▸ **Défi a**
Répondez à ces questions à partir du texte ci-dessous sur le totalitarisme marchand :
(i) D'après Patrick Le Lay, que vend TF1 à Coca-Cola ?
(ii) Quel autre article le texte conseille-t-il de voir ?
(iii) Quelles sont les deux valeurs déjà connues avant la condition sociale ajoutée par Monsieur Le Lay ?

▸ **Extrait du texte**
Le *TOTALITARISME* marchand

  • Initiateur de la discussion Initiateur de la discussion ochali
  • Date de début Date de début
Le totalitarisme marchand

Patrick Le Lay, PDG de TF1, a déclaré : « A la base, le métier de TF1,
c’est d’aider Coca-Cola, par exemple, à vendre son produit. Or, pour
qu’un message publicitaire soit perçu, il faut que le cerveau du
téléspectateur soit disponible. Nos émissions ont vocation de le
rendre disponible. C’est-à-dire de le divertir, de le détendre pour le
préparer entre deux messages. Ce que nous vendons à Coca-Cola, c’est
du cerveau humain disponible ».

Cette déclaration, qui entrera, à n’en pas douter, dans une anthologie
des moyens de communication au 21e siècle, reflète une profonde
vérité. Elle illustre les conditions sociales modernes des conditions
de la réalisation de la valeur marchande.

Elle illustre mieux que de longs discours ce qu’est le règne de la
marchandise au faîte de sa domination.
DE LA PUBLICITE A... LA MANIPULATION MENTALE

Notre cerveau ne serait, aux dires de Monsieur LE LAY « pas disponible
», puisque, comme il le dit il s’agit « de le rendre disponible ».
Mais qu’est ce qu’un cerveau « non disponible » selon lui ? C’est
certainement un cerveau autonome, qui réfléchit, qui se pose des
questions, qui est capable de dire « oui » ou « non »... autrement dit
un cerveau libre... un esprit libre. Or cette situation est
intolérable au regard des exigences de la marchandise.

Le cerveau humain devient ainsi le support de la réalisation de la
marchandise. Monsieur LE LAY enrichi l’analyse du concept de
marchandise en introduisant une troisième dimension aux conditions de
sa réalisation et donc de son existence. On connaissait la « valeur
d’usage » qualité intrinsèque à l’objet et susceptible de satisfaire
le besoin, la « valeur d’échange » qui fait de la marchandise la «
cristallisation » de la valeur travail... il rajoute la condition
sociale de la réalisation de la valeur.

On savait jusqu’à aujourd’hui que le « besoin » déterminait l’ « achat
» permettant ainsi la réalisation de la valeur. Ce besoin pouvait être
« aidé », « forcé », surdéterminé par la publicité qui, sous couvert
d’information conditionnait, et conditionne toujours, à l’achat (voir
aussi l’article « LA PUB OU LA VIE »). La publicité agit sur un objet
extérieur à la conscience pour séduire cette dernière... il y a donc,
encore, un part de libre choix : on peut refuser la publicité, ou du
moins ce qu’elle veut nous faire faire.

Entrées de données

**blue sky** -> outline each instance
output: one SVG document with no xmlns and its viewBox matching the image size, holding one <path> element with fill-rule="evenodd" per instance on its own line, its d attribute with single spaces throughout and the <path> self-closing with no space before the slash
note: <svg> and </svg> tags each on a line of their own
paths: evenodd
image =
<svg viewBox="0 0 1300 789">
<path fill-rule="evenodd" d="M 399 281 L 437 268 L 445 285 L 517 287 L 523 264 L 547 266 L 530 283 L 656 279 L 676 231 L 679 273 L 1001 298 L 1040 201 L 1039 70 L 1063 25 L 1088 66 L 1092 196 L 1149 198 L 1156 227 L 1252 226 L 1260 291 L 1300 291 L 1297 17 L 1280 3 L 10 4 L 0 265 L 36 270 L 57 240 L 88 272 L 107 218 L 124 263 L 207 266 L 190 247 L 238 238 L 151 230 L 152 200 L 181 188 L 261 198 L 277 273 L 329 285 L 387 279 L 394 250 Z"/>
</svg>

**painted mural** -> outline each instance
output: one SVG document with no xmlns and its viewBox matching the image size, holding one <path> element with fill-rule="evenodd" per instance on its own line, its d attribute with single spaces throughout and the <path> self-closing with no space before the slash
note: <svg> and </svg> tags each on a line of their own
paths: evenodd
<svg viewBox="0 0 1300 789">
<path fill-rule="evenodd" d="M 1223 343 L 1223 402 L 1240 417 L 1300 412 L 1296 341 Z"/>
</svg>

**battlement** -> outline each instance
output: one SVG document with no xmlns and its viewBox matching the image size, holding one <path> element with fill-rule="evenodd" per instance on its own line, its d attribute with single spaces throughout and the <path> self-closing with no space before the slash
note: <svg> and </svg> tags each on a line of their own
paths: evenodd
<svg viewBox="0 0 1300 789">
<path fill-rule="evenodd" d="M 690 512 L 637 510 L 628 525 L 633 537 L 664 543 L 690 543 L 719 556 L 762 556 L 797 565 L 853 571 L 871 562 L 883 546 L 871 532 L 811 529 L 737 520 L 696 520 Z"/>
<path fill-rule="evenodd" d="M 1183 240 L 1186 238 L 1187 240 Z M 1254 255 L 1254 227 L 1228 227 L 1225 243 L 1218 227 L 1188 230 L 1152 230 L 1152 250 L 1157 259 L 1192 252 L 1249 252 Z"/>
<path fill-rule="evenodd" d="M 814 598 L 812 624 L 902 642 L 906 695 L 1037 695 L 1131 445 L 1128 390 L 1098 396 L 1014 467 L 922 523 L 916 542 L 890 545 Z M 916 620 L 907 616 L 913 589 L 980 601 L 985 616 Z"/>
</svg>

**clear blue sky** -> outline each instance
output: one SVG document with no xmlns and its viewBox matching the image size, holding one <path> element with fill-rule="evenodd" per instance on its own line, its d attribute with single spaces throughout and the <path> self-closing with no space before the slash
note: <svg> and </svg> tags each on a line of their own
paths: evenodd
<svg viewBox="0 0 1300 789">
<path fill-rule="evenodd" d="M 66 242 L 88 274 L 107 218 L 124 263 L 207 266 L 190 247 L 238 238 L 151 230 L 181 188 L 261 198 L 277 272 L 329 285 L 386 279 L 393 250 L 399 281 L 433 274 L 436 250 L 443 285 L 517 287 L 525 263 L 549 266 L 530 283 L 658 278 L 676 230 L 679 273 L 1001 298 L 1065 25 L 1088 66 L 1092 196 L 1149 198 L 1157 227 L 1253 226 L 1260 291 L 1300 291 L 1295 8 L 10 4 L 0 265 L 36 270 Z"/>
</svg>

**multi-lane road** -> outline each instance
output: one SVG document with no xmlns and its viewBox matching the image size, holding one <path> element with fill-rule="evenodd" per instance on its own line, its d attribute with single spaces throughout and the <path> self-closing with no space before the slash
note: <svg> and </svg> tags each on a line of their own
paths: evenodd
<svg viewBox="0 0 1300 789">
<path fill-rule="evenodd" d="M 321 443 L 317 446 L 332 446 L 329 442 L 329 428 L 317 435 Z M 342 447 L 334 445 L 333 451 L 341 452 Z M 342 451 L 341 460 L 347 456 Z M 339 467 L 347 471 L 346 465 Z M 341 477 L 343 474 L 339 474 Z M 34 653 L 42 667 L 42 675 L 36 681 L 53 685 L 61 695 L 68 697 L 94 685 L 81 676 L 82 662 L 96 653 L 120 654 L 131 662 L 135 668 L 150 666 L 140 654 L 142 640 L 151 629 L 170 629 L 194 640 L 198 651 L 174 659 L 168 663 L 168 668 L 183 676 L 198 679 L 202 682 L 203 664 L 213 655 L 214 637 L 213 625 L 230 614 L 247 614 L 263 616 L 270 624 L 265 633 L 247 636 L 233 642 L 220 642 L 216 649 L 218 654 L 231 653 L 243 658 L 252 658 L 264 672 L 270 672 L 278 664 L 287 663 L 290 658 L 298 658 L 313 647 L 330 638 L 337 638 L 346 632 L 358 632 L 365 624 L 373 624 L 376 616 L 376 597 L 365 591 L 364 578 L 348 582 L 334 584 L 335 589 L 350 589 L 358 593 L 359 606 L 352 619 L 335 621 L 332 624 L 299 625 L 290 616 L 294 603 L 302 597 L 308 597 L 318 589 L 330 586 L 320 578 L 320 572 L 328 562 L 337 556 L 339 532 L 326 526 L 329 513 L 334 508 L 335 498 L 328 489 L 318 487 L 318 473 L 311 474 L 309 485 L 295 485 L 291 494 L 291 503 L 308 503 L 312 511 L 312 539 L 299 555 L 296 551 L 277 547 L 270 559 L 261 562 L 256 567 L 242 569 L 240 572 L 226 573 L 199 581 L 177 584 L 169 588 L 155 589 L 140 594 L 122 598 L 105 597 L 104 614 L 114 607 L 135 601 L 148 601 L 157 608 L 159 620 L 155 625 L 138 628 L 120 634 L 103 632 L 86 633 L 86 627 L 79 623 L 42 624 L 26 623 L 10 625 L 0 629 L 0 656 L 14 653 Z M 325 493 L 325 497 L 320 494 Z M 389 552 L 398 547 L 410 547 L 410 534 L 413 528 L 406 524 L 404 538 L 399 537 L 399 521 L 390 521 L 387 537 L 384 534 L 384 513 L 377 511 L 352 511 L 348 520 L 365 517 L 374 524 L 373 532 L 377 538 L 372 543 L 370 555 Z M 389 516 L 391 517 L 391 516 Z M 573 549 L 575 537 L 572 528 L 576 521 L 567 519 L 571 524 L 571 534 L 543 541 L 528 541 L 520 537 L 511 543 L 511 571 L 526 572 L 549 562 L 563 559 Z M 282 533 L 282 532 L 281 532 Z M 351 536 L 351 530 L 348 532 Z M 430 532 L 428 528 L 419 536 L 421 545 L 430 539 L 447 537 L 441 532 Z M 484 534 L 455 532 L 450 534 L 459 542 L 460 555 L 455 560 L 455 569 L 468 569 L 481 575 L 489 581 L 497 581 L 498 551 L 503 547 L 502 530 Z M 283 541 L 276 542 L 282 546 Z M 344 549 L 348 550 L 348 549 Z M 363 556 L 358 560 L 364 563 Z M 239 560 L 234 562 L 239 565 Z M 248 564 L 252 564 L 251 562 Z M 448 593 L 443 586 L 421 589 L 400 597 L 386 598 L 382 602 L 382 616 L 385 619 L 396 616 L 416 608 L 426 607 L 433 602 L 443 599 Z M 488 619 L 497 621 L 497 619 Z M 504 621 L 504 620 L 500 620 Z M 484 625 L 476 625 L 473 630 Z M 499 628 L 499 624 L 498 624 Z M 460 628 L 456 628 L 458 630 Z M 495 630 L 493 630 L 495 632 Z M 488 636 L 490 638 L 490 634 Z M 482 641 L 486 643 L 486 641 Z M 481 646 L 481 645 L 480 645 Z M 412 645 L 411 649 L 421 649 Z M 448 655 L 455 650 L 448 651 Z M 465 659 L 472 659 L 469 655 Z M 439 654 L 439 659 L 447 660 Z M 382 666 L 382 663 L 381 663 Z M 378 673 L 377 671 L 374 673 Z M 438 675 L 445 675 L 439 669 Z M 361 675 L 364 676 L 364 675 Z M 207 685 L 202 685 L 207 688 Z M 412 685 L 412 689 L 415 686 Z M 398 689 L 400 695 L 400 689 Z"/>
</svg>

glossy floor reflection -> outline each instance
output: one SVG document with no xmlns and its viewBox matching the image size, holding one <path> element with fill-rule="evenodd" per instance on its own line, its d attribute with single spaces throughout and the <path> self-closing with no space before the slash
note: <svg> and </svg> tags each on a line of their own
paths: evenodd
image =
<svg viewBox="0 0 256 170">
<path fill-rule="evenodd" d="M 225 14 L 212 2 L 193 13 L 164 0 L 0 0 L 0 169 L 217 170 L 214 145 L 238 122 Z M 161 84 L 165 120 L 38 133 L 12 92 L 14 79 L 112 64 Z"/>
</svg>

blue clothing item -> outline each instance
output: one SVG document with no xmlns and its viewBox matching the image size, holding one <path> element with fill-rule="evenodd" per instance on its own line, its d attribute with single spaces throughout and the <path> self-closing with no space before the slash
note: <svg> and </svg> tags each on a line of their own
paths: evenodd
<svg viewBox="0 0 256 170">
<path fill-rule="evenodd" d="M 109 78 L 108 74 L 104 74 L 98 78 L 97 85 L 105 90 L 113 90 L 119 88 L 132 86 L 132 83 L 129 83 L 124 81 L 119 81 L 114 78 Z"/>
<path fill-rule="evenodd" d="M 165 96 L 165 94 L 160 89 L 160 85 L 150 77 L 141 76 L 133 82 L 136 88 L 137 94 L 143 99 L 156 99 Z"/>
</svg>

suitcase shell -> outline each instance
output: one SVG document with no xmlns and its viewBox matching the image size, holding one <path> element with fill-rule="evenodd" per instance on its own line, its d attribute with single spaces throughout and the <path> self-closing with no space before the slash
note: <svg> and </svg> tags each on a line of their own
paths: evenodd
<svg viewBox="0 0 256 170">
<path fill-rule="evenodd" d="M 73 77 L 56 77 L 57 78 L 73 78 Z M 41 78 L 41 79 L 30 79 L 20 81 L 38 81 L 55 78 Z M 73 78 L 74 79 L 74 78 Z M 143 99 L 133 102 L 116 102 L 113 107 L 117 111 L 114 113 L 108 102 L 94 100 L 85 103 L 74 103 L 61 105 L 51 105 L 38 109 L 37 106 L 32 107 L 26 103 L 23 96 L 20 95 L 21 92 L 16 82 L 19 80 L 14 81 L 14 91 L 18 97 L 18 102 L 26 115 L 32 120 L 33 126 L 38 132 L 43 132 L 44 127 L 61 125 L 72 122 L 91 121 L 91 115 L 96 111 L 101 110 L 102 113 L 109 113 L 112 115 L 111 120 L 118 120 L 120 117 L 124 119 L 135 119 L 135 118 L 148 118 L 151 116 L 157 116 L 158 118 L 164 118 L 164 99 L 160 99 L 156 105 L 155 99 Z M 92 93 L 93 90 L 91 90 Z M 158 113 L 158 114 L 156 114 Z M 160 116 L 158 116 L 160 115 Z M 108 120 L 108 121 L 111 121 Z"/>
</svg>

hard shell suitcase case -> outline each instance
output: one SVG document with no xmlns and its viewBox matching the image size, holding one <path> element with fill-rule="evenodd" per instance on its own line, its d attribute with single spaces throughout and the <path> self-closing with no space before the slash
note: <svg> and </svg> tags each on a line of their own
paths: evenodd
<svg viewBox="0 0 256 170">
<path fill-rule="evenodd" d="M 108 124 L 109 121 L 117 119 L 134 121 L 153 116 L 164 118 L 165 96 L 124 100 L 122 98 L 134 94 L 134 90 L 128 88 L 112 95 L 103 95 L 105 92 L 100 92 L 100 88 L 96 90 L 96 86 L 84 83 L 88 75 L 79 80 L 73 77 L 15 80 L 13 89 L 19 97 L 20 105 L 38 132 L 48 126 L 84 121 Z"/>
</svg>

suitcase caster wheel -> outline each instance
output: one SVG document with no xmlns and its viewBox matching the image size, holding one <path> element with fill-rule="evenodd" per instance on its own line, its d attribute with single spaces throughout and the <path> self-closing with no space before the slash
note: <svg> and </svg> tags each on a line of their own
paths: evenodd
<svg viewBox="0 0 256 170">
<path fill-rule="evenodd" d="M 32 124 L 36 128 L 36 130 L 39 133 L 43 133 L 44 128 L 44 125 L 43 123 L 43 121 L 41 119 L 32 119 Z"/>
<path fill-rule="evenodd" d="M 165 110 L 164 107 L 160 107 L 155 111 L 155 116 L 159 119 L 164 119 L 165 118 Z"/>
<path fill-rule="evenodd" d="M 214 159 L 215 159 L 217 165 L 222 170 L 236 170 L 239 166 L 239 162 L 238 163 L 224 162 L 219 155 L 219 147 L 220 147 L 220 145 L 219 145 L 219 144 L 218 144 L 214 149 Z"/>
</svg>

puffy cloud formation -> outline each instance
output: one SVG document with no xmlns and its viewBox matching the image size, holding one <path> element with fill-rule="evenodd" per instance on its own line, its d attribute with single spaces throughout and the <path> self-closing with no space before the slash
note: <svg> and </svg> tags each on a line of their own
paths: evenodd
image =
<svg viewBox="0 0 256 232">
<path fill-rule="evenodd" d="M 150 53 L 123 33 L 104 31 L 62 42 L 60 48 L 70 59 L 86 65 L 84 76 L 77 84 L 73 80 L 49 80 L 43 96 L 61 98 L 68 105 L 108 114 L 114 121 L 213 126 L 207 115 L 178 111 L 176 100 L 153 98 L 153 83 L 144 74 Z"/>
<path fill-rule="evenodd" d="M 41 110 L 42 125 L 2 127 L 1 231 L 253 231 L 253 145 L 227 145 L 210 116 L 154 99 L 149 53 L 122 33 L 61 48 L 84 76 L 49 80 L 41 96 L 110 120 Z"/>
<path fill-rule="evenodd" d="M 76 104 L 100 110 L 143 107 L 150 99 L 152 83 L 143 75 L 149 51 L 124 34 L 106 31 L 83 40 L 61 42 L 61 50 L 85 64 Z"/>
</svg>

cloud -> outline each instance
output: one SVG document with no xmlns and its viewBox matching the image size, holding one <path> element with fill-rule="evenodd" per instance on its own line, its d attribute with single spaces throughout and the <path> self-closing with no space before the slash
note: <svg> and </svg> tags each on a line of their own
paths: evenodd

▸ **Défi b**
Rassemblez toutes les lignes ci-dessus qui contiennent le mot « cloud ». La casse compte.

▸ **Résultat a**
(i) Du cerveau humain disponible.
(ii) L'article « LA PUB OU LA VIE ».
(iii) La valeur d'usage et la valeur d'échange.

▸ **Résultat b**
puffy cloud formation -> outline each instance
cloud -> outline each instance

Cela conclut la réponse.